* **TASK TO COMPLETE**
Rewrite the stretch of the material below, from the line containing "Find the building" through the line containing "Give the mask of every instance of the building", as a numbered list with no blank lines.
* Begin GIVEN RECORDS *
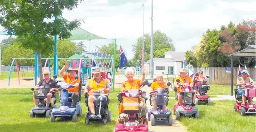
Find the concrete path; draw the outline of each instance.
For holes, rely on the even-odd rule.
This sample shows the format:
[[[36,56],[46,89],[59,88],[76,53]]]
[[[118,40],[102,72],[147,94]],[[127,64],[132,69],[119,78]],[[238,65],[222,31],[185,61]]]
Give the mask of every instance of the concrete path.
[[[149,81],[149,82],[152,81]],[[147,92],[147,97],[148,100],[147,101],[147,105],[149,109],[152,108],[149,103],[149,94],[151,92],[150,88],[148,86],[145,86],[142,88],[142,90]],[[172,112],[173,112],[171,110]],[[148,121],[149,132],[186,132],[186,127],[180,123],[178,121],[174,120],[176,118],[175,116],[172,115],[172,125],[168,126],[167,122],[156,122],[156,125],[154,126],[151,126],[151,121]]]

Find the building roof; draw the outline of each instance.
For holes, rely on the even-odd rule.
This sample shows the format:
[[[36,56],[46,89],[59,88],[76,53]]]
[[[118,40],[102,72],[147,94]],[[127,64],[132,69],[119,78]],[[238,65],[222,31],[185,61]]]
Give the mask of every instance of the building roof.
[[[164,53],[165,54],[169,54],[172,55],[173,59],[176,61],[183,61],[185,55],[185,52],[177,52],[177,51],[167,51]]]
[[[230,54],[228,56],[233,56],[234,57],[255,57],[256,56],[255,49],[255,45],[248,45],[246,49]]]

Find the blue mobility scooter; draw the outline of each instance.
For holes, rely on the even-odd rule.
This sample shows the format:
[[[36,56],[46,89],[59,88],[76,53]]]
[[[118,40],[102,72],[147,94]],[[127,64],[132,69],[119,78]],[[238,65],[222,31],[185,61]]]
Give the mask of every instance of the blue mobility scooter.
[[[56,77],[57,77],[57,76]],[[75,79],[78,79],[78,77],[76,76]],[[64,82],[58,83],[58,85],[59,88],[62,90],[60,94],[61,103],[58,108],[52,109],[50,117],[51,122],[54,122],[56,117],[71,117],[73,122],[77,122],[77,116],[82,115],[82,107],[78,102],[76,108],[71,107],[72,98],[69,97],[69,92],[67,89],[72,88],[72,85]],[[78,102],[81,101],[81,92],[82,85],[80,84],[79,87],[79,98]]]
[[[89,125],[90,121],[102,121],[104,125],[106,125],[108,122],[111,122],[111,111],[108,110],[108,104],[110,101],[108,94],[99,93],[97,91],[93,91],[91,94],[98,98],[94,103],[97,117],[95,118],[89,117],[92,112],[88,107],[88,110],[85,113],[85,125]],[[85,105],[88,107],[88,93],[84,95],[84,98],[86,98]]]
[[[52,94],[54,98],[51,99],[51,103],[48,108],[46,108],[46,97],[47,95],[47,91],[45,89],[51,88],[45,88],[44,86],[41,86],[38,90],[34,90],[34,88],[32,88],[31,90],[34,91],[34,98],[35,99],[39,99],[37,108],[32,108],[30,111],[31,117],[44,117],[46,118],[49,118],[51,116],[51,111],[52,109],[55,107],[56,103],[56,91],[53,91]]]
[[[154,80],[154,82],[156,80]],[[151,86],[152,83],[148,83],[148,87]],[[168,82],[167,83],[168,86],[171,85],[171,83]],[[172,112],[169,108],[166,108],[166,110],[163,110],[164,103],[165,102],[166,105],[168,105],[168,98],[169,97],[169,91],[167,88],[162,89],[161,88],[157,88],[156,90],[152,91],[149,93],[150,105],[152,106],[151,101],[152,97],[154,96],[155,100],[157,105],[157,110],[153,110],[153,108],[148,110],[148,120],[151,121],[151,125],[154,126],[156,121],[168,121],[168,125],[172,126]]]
* End GIVEN RECORDS *
* Begin GIVEN RECORDS *
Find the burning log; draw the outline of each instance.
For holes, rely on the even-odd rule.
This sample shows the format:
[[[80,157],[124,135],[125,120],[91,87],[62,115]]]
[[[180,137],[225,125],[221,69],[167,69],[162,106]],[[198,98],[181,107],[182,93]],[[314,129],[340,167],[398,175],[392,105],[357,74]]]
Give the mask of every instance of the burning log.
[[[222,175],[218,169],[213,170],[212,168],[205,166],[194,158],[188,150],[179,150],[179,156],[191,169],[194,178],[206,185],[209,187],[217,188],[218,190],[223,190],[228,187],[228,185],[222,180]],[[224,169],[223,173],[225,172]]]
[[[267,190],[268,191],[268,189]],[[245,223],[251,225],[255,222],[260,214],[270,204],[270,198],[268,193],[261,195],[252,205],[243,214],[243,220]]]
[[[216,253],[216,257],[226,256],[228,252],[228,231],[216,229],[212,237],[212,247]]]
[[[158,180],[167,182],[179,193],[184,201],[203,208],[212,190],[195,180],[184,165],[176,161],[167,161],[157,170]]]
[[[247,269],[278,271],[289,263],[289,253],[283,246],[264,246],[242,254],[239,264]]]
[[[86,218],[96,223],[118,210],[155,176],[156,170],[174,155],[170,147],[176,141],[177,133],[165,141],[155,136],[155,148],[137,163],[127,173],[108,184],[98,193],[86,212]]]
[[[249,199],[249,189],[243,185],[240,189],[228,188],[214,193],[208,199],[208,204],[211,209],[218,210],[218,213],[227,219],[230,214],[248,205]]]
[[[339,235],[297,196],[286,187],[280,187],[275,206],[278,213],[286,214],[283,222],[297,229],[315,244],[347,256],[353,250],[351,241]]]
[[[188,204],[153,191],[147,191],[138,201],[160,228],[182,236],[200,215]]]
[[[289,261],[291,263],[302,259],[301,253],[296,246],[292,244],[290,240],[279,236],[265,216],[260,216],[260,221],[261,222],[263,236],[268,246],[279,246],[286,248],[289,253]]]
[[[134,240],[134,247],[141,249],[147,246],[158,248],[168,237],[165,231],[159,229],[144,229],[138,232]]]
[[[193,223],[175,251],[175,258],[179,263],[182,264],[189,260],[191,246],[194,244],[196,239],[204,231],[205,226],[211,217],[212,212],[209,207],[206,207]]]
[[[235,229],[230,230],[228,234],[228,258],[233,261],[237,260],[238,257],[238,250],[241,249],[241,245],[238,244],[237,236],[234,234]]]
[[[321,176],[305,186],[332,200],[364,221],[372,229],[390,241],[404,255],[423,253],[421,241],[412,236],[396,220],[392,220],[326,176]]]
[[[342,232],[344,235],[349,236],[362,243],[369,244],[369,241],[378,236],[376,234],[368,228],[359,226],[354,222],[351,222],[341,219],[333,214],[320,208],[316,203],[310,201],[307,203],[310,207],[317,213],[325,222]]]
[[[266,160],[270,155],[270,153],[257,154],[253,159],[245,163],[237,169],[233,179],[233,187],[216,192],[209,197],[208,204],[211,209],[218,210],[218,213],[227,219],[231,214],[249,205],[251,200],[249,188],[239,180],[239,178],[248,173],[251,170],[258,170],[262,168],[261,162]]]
* End GIVEN RECORDS *
* **ANSWER TO THIS PROBLEM**
1. Find the building roof; draw the outline of each instance.
2. For holes, rely on the even-odd rule.
3. This sample shows the format:
4. [[[36,56],[46,89],[59,88],[76,53]]]
5. [[[118,40],[102,72],[147,94]],[[127,64],[132,69],[119,78]],[[238,65],[222,31],[185,61]]]
6. Give the mask of every instance of the building roof.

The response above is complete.